**Quellenauszug**
((
Ich auch nicht, bis ich es gestern in einem gar nicht alten Buch (Erscheinungsjahr 1998, Übersetzung) las, einen Tippfehler vermutete und googelte.


ManniSmith said:


> Und wenn dann meist ohne bestimmten Artikel


So habe ich es mir auch erklärt, bisher noch nicht darüber gestolpert zu sein.


Demiurg said:


> Wobei korrekturen.de sie sogar als die häufigere Variante bezeichnet.





Demiurg said:


> Nachtrag: das DWDS bezeichnet die feminine Form als veraltet:


Genau, ich bezog mich u.a. auf diese beiden Quellen, die sich ja auf unterschiedliche Weise beide zugunsten der mask. Form äußern.

An alle: schon interessant, dass bisher niemand hier die mask. Form aus dem alltäglichen Sprachgebrauch kennt und wir haben immerhin Südwesten (inkl. Schweiz), ein großes Gebiet mittlerer Westen und Nordosten, habe heute auch noch mal eine Freundin aus dem Südosten frequentiert. Ich selbst bin von vielen unterschiedlichen Regionalsprachen beeinflusst (westl. Südosten, mittlerer Westen, Nordwesten + drei ausgestorbene Dialekte aus den ehm. dt. Ostgebieten). Wäre jetzt noch interessant, was Nordwesten, mittlerer Osten und Österreich meinen.
))
**Datensatzauszüge**
((
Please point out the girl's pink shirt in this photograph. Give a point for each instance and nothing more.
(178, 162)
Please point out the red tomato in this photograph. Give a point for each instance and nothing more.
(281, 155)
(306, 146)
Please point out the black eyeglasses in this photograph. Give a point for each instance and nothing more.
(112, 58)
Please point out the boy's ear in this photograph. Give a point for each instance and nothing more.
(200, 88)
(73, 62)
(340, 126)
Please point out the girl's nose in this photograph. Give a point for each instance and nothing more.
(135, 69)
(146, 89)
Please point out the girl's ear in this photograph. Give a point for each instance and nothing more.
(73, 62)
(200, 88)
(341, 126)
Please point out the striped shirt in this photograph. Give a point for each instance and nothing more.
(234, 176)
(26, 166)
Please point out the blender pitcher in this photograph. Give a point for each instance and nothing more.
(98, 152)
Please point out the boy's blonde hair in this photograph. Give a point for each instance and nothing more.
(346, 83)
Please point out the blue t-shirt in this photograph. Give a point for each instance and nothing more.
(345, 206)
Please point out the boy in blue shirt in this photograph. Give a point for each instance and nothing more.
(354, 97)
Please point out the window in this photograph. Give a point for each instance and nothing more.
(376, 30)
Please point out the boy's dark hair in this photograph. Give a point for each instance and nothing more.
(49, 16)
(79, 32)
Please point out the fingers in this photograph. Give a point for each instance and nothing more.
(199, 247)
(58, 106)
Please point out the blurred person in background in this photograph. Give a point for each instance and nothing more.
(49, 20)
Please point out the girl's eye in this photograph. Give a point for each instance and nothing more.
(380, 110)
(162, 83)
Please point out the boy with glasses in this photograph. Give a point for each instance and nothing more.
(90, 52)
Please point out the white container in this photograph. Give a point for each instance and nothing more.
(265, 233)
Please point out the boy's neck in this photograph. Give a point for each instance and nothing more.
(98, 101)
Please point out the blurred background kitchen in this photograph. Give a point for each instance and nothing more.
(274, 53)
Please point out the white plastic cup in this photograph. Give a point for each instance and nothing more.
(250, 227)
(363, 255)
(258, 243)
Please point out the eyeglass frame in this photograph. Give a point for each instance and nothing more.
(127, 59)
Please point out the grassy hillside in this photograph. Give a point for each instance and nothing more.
))
**Zu erledigende Aufgaben**
A – Welche Form bezeichnet das DWDS laut der Forumsdiskussion über maskuline und feminine Form als veraltet?
B – Schreibe die Forumsdiskussion über maskuline und feminine Form weiter.

**Geordnete Antworten**
A – Die feminine Form.

B –
Ach so, auch an alle: danke fürs Mitmachen!


----------



## JClaudeK

Bei mir heißt es auch die Abscheu (in Baden).
Die maskuline Form glaube ich schon gelesen zu haben.



Gernot Back said:


> Wenn man auf Google-Books-Ngram-Viewer mit einer Wildcard für die flektierten Versionen von _groß_ nachschaut, ergibt sich in der Tat keine einzige Fundstelle für die feminine Variante: _mit groß_INF Abscheu_.


Das Resultat für "mit großer Abscheu, mit großem Abscheu" sieht anders aus.

Und "trotz aller Abscheu, trotz allen Abscheus" ist noch aufschlussreicher.


----------



## ManniSmith

tatüta said:


> Ich auch nicht, bis ich es gestern in einem gar nicht alten Buch (Erscheinungsjahr 1998, Übersetzung) las, einen Tippfehler vermutete und googelte.


Das könnte die Ursache sein, wenn der Autor oder Lektor in ein Wörterbuch geschaut hat.


----------



## tatüta

ManniSmith said:


> Das könnte die Ursache sein, wenn der Autor oder Lektor in ein Wörterbuch geschaut hat.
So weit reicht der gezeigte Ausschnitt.